→ Task statement:
In the copy, keep every record exact and leave out all images.

→ Data section:
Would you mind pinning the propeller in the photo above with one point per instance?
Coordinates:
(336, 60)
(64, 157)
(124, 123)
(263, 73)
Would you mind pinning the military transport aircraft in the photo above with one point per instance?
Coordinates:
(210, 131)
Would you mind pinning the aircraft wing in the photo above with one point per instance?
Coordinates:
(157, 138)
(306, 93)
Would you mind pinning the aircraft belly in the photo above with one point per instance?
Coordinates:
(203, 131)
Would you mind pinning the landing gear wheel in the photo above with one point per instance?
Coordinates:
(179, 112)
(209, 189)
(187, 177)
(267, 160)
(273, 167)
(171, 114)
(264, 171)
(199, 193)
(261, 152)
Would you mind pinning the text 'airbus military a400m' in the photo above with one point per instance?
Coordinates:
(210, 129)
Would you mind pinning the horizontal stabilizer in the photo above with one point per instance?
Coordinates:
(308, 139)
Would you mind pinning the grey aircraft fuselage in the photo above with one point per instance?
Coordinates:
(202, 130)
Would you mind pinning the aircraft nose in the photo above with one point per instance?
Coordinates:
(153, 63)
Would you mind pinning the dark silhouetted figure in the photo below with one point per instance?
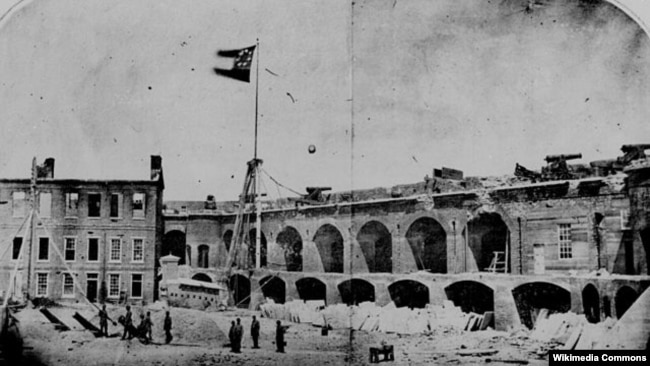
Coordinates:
(232, 336)
(279, 336)
(148, 326)
(255, 332)
(239, 335)
(168, 328)
(103, 321)
(128, 323)
(141, 332)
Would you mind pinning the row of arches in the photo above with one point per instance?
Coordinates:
(485, 234)
(591, 302)
(470, 296)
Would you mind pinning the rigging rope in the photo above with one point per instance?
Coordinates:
(280, 184)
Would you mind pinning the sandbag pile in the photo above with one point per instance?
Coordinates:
(294, 311)
(570, 329)
(369, 317)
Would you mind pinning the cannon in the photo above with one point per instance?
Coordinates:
(562, 157)
(557, 168)
(630, 153)
(633, 152)
(314, 196)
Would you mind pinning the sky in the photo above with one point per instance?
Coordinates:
(386, 90)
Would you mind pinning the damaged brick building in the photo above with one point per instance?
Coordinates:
(107, 232)
(512, 245)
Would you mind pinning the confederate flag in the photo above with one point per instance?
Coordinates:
(241, 68)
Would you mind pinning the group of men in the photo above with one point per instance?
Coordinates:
(144, 329)
(236, 334)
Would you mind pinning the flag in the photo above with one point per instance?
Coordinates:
(241, 68)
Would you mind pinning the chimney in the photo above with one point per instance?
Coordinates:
(156, 167)
(210, 203)
(46, 170)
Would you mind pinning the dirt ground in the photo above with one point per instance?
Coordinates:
(200, 339)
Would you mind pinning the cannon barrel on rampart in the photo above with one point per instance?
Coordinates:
(562, 157)
(632, 147)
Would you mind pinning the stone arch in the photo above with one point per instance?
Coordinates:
(202, 277)
(227, 239)
(645, 240)
(409, 293)
(174, 243)
(488, 233)
(252, 251)
(625, 297)
(204, 256)
(241, 290)
(607, 307)
(310, 288)
(188, 254)
(471, 296)
(290, 241)
(428, 242)
(591, 303)
(355, 291)
(377, 246)
(531, 297)
(274, 287)
(329, 242)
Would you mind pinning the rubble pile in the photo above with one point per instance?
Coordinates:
(369, 317)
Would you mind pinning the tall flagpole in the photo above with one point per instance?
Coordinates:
(258, 203)
(257, 86)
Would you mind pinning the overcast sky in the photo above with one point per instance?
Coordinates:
(385, 90)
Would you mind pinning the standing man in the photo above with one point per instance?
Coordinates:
(103, 321)
(239, 335)
(148, 326)
(255, 331)
(168, 328)
(232, 337)
(128, 323)
(279, 337)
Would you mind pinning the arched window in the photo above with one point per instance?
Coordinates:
(204, 250)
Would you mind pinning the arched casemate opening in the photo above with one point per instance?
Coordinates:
(530, 298)
(241, 290)
(227, 239)
(291, 243)
(252, 250)
(428, 242)
(274, 287)
(591, 303)
(202, 277)
(471, 296)
(356, 291)
(329, 243)
(489, 240)
(310, 288)
(376, 244)
(409, 293)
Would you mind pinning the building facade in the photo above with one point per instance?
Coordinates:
(90, 238)
(505, 245)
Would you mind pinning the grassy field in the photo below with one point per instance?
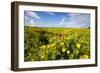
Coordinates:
(42, 44)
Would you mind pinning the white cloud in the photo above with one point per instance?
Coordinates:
(50, 13)
(33, 14)
(78, 20)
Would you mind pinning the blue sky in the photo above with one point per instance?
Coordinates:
(56, 19)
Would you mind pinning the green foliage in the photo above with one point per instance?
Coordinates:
(42, 44)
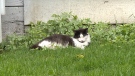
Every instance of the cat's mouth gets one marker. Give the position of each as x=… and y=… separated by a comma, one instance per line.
x=81, y=41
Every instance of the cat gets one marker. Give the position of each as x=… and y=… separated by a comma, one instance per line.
x=81, y=39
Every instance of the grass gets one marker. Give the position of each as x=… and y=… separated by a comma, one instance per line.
x=100, y=59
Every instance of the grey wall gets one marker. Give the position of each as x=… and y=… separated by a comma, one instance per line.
x=22, y=12
x=13, y=20
x=120, y=11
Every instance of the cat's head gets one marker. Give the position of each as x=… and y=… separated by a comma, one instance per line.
x=81, y=35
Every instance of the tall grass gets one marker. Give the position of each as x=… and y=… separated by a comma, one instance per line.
x=100, y=59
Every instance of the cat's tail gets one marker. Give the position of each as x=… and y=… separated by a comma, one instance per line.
x=35, y=46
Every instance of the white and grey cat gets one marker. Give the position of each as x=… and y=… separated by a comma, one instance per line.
x=81, y=39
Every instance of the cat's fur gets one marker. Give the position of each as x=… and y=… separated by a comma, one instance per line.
x=81, y=39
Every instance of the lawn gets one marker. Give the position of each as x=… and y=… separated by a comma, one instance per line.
x=99, y=59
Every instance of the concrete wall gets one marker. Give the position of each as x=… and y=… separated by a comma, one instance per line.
x=22, y=12
x=120, y=11
x=13, y=20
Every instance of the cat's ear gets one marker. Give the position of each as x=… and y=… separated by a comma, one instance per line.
x=74, y=31
x=86, y=29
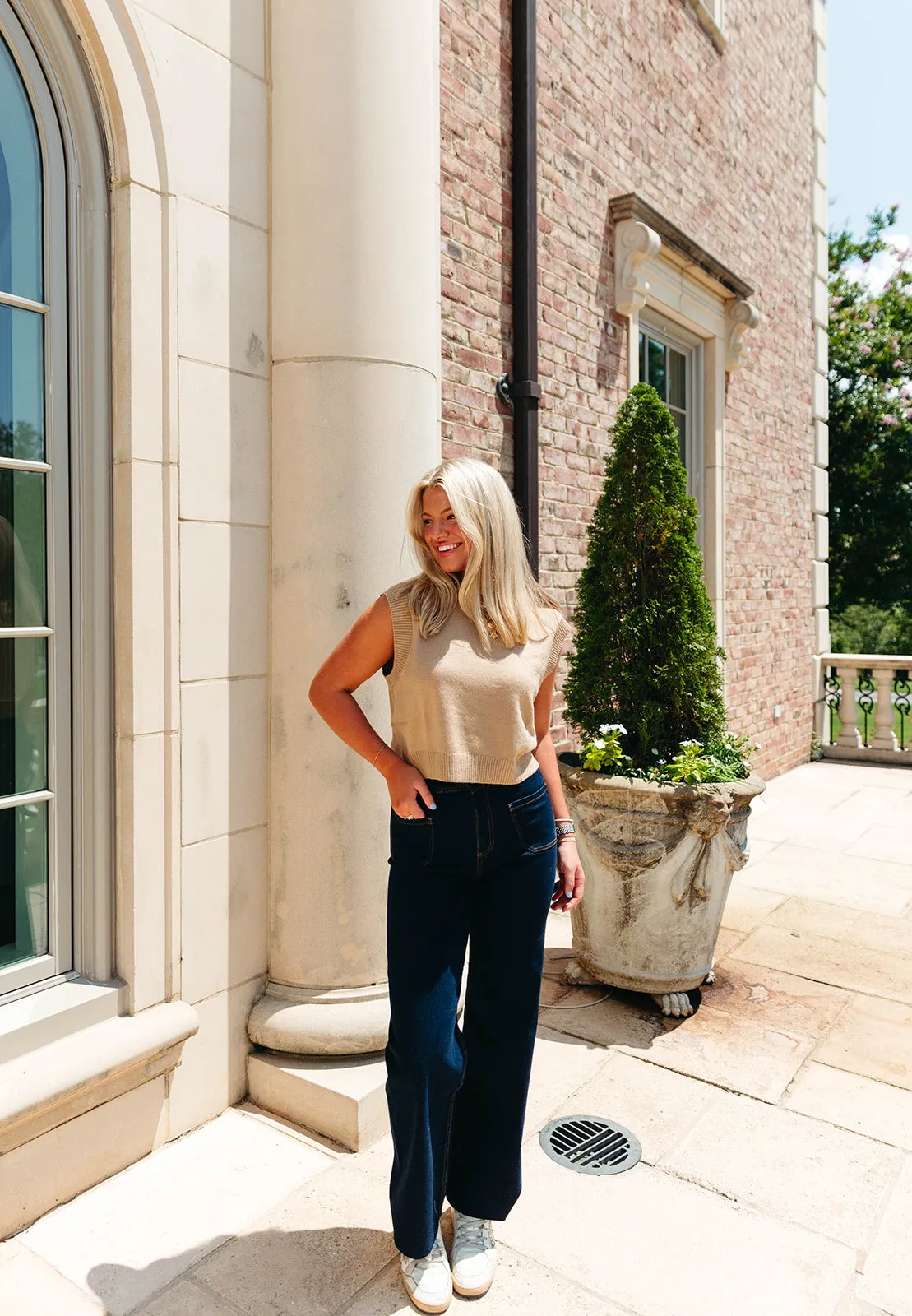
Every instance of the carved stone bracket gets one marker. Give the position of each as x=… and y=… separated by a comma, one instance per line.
x=635, y=243
x=740, y=317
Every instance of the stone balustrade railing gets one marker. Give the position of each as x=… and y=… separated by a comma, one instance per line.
x=875, y=723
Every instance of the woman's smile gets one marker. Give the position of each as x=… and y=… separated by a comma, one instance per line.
x=440, y=523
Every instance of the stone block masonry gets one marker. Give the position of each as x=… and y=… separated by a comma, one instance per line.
x=636, y=98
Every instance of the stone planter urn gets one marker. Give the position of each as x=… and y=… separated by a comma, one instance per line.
x=658, y=862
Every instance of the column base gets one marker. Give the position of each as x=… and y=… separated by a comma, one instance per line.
x=342, y=1099
x=304, y=1022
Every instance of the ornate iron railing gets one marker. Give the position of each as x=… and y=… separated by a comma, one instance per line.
x=875, y=723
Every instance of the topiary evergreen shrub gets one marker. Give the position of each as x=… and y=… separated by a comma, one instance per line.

→ Response:
Would you mind pinning the propeller in the photo above with one point per instance?
Coordinates:
(336, 60)
(64, 157)
(124, 123)
(263, 73)
Would you mind pinning the military transport aircraft in the photo above with one point per instance?
Coordinates:
(210, 131)
Would you mind pinning the aircraft wing in the photo above with one point per instance?
Coordinates:
(157, 138)
(306, 93)
Would you mind pinning the aircraft belly in the photo above with one point per instance?
Coordinates:
(203, 131)
Would you mind pinning the landing gear wheel in the photo above with one point per instance?
Coordinates:
(179, 112)
(209, 189)
(187, 177)
(267, 160)
(273, 167)
(171, 114)
(264, 171)
(199, 193)
(261, 152)
Would you mind pinning the text 'airbus military a400m' in the photo above with one point per instance?
Coordinates:
(210, 129)
Would you mind pinning the horizontal stabilizer in the photo above with one point per instance?
Coordinates:
(308, 139)
Would you mind pinning the grey aircraft fuselage in the photo above with one point per instance?
Coordinates:
(202, 130)
Would you mind pinning the aircraft nose in the photo above with one point per instance?
Coordinates:
(153, 63)
Would you mind pinning the dark silhouetted figure in the photo below with one point per instance?
Coordinates:
(232, 336)
(279, 336)
(148, 326)
(255, 332)
(239, 335)
(168, 328)
(103, 321)
(128, 323)
(141, 332)
Would you mind pinning the row of arches in the photo above with one point per instance?
Coordinates:
(485, 234)
(591, 302)
(470, 296)
Would you mind pinning the rigging rope in the photo above with one point per instance?
Coordinates:
(280, 184)
Would you mind pinning the sandbag pile in the photo above with one point per instance?
Coordinates:
(294, 311)
(570, 329)
(369, 317)
Would you mind pinning the cannon in the photo above with one point per instance?
Coordinates:
(562, 157)
(557, 168)
(630, 153)
(633, 152)
(314, 196)
Would you mind pinning the sky in the photo above with one point per instance?
Coordinates:
(386, 90)
Would you mind pinning the damaged brick building in the photo above with one point per instance?
Coordinates:
(107, 232)
(512, 245)
Would you mind pinning the confederate flag in the photo above with one point per instance?
Coordinates:
(241, 68)
Would you mind pinning the group of men in the photo above with one point per instance?
Coordinates:
(144, 329)
(236, 334)
Would you mind pinning the flag in the photo above with one point per instance?
Coordinates:
(241, 68)
Would you mind pinning the chimney in the photo above with one point per instance?
Coordinates:
(156, 167)
(210, 203)
(46, 170)
Would you mind pinning the dirt ground in the photo above with one point per instance?
Coordinates:
(200, 339)
Would you mind pinning the cannon barrel on rampart in the photo above with one point per instance?
Coordinates:
(562, 157)
(632, 147)
Would you mind pinning the stone arch in the photo above with one point per instance?
Coordinates:
(202, 277)
(227, 239)
(645, 240)
(409, 293)
(174, 243)
(488, 233)
(252, 251)
(625, 297)
(204, 256)
(241, 290)
(607, 307)
(310, 288)
(188, 254)
(471, 296)
(290, 241)
(428, 242)
(591, 303)
(355, 291)
(377, 246)
(531, 297)
(274, 287)
(329, 242)
Would you mind pinning the rubble pile in the photo above with one point per instance?
Coordinates:
(369, 317)
Would you mind pinning the tall flagpole in the photo above with one point per instance?
Coordinates:
(258, 203)
(257, 86)
Would you mind pinning the overcast sky in the photo above with one point per instance?
Coordinates:
(385, 90)
Would you mind pinning the standing man in the photo above with one point per instance?
Coordinates:
(103, 321)
(239, 335)
(148, 326)
(255, 331)
(168, 328)
(232, 337)
(128, 323)
(279, 337)
Would you mind pinning the arched window in the photo above with one point per instance?
Coordinates:
(204, 250)
Would you mind pinning the arched casemate opening in the photo above with one point per instance?
Coordinates:
(530, 298)
(241, 290)
(227, 239)
(291, 243)
(252, 250)
(428, 242)
(274, 287)
(591, 303)
(202, 277)
(471, 296)
(356, 291)
(329, 243)
(489, 240)
(310, 288)
(376, 244)
(409, 293)
Would you mind pinning the building facade in the photo above with one point per instance?
Coordinates:
(90, 238)
(505, 245)
Would you mind pinning the grassy field in the photo below with one point per instance?
Coordinates:
(42, 44)
Would you mind pinning the white cloud in the photo above with one point per instance?
Coordinates:
(50, 13)
(33, 14)
(78, 20)
Would you mind pinning the blue sky in the photo above with one point per instance?
Coordinates:
(56, 19)
Would you mind pinning the green foliage in the photo above with one point per instance?
Coordinates:
(42, 44)
Every instance of the cat's mouth gets one marker. Give the position of each as x=… and y=… separated by a comma, one instance per line.
x=81, y=41
Every instance of the cat gets one marker. Give the position of each as x=… and y=… separated by a comma, one instance per line.
x=81, y=39
Every instance of the grass gets one marker. Give the position of each as x=… and y=… separated by a comma, one instance per line.
x=100, y=59
Every instance of the grey wall gets one marker. Give the position of each as x=… and y=… separated by a comma, one instance per line.
x=22, y=12
x=13, y=20
x=120, y=11
Every instance of the cat's head gets one marker. Give the position of each as x=… and y=… separated by a comma, one instance per line.
x=81, y=35
Every instance of the tall grass gets one marker. Give the position of each as x=… and y=… separated by a comma, one instance per line.
x=100, y=59
Every instance of the cat's tail gets one marker. Give the position of each as x=… and y=… separated by a comma, one instance per line.
x=35, y=46
Every instance of the white and grey cat gets one marker. Give the position of each as x=… and y=… separated by a comma, one instance per line.
x=81, y=39
Every instance of the cat's fur gets one marker. Give the position of each as x=… and y=… separated by a comma, one instance per line.
x=81, y=39
Every instance of the lawn gets one marker. Give the position of each as x=… and y=… separated by a comma, one instance per line.
x=99, y=59
Every instance of the concrete wall gets one marker. Give the position of each as x=… and y=… separated by a comma, one instance per line.
x=22, y=12
x=120, y=11
x=13, y=20
Every instance of the cat's ear gets one marker. Give the position of each as x=… and y=… separated by a comma, one instance per line.
x=74, y=31
x=86, y=29
Every instance of the carved stone bracket gets one marker. Give the position of each as x=… and y=… separated by a comma, one instance per line.
x=635, y=243
x=740, y=317
Every instance of the stone balustrade railing gets one marker. Give the position of each as x=… and y=… separated by a comma, one instance per line.
x=875, y=723
Every instance of the woman's smile gets one marker. Give the position of each as x=… and y=… separated by a comma, one instance per line.
x=440, y=523
Every instance of the stone block masonry gets one marker. Give the position of each as x=… and y=… separated by a comma, one instance per line.
x=636, y=98
Every instance of the stone planter urn gets one marker. Give the position of each as x=… and y=… separated by a comma, one instance per line.
x=658, y=862
Every instance of the column base gets one marker. Give the position of each as x=… and y=… separated by a comma, one instance per line.
x=342, y=1099
x=304, y=1022
Every instance of the ornate iron railing gets one marker. Give the position of each as x=… and y=… separated by a comma, one instance per line.
x=875, y=723
Every instance of the topiary evergreen shrub gets one marker. Give the position of each as x=… and y=… separated by a comma, one instance per line.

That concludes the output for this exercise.